* Your task *
Take the lines in the stretch from the one containing "mark the region of the <item>bare tree" through the one containing "72 114 L 72", replace "bare tree trunk" with "dead tree trunk", and change nothing else. Give back only those lines.

◆ ◆ ◆ ◆ ◆

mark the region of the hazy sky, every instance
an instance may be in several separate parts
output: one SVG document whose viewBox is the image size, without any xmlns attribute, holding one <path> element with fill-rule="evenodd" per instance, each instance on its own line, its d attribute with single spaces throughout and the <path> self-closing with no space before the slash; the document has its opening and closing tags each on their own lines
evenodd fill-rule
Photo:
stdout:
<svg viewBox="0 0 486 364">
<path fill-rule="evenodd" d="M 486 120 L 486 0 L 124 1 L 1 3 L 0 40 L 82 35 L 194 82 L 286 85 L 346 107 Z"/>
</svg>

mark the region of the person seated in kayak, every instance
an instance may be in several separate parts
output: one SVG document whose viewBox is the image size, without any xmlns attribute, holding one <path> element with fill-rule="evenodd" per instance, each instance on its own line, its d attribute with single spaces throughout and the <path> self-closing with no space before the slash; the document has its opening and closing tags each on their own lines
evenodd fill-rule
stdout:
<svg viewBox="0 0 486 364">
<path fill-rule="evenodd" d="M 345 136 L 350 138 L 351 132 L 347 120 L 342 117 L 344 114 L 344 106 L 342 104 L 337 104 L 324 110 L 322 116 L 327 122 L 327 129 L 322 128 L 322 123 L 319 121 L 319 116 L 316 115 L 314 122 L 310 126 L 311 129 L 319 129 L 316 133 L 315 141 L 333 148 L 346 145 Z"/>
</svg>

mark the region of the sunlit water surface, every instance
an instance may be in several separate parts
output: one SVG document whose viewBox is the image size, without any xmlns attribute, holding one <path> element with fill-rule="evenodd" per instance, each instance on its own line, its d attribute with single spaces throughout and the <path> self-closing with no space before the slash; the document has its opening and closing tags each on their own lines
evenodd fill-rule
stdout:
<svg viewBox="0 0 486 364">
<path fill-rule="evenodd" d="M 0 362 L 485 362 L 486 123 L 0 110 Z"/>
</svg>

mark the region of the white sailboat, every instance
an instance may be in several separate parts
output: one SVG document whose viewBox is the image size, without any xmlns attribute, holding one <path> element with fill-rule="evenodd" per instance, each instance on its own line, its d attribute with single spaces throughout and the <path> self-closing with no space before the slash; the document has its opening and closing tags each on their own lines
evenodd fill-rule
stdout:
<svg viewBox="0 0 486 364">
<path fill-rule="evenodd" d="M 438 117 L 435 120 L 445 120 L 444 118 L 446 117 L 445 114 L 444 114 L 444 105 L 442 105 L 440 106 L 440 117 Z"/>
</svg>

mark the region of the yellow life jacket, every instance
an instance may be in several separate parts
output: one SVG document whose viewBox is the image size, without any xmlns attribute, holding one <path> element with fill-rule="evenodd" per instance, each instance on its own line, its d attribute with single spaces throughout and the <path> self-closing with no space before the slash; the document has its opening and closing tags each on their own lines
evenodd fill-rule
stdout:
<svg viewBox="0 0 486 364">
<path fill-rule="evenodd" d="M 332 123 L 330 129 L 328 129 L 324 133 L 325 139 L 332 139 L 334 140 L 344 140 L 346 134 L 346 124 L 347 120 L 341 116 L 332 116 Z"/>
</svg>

◆ ◆ ◆ ◆ ◆

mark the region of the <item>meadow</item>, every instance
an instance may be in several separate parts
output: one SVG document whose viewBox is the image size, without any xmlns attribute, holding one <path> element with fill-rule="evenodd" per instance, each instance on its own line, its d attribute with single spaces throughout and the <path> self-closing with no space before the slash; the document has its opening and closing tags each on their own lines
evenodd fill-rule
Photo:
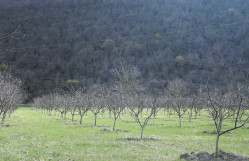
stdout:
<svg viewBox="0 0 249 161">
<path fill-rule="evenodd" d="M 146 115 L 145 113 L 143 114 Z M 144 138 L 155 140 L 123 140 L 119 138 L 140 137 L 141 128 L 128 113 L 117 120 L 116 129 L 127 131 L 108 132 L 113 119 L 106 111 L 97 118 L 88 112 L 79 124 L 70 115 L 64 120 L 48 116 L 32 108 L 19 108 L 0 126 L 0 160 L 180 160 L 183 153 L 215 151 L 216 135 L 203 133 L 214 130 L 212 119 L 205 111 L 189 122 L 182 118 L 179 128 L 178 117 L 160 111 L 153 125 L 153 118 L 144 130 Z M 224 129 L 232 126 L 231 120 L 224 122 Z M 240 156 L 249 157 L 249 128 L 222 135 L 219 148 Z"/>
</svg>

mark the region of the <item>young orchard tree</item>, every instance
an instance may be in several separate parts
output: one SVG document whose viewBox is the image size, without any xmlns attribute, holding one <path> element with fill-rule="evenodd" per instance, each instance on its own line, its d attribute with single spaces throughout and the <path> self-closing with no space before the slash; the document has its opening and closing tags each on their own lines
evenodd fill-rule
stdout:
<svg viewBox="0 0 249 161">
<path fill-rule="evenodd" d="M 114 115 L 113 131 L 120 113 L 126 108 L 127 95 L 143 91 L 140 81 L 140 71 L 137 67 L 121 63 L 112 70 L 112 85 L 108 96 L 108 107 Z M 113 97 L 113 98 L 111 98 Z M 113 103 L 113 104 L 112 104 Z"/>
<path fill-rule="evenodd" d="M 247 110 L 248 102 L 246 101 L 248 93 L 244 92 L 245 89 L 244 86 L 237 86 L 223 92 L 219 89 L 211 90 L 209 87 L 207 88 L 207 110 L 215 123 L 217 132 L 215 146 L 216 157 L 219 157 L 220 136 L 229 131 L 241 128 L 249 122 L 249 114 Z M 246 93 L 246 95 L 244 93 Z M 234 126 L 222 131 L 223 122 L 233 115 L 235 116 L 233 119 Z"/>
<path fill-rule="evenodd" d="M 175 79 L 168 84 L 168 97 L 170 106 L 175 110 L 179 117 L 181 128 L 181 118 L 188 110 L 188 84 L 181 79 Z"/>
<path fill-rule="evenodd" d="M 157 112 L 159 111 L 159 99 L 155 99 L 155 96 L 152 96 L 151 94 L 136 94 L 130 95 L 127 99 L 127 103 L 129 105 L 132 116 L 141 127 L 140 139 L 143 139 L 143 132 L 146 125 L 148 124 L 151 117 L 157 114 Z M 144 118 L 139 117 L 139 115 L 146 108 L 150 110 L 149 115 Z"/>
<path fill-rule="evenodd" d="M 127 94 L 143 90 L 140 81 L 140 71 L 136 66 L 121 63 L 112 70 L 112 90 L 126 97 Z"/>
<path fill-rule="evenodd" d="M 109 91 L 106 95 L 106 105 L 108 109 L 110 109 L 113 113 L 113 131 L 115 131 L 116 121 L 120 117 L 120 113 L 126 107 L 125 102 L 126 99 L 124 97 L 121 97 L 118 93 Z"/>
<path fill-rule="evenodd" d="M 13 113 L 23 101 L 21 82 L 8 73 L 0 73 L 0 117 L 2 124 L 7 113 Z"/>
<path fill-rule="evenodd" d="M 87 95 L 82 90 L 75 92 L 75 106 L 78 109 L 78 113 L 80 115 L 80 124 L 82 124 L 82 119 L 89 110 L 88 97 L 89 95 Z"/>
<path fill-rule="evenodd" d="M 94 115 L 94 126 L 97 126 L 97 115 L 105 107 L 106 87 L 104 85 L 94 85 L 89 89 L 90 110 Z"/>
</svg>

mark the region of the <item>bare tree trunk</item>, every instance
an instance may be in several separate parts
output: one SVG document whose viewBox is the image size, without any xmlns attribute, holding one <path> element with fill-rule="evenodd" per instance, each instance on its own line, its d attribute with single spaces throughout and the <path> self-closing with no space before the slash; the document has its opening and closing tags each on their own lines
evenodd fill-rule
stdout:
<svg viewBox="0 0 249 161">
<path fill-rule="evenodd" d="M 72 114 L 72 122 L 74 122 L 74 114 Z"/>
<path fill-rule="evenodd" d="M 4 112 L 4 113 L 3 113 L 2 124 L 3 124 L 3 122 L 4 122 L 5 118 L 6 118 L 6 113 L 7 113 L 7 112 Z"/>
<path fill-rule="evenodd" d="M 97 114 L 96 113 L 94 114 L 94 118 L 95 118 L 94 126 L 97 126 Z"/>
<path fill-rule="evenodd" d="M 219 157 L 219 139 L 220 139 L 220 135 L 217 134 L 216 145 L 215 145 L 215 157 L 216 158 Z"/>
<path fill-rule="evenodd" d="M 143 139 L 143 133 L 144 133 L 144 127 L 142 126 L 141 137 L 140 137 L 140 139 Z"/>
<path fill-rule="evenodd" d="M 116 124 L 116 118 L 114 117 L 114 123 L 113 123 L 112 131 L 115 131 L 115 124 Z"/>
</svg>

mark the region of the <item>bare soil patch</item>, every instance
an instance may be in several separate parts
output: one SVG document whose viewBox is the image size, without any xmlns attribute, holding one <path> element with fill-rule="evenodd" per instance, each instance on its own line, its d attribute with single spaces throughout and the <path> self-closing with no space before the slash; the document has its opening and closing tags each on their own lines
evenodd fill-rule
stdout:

◆ ◆ ◆ ◆ ◆

* The completed task *
mark the region of the <item>dead tree trunk</item>, every instance
an instance may be in several separate parts
output: one SVG document whose viewBox is the image size, without any xmlns attribute, holding one <path> element with fill-rule="evenodd" per instance, each instance on its own line, its d attribute with single spaces throughout and the <path> self-closing with no space before the slash; the document has its opening and closing tags each on their own lines
evenodd fill-rule
stdout:
<svg viewBox="0 0 249 161">
<path fill-rule="evenodd" d="M 72 114 L 72 122 L 74 122 L 74 114 Z"/>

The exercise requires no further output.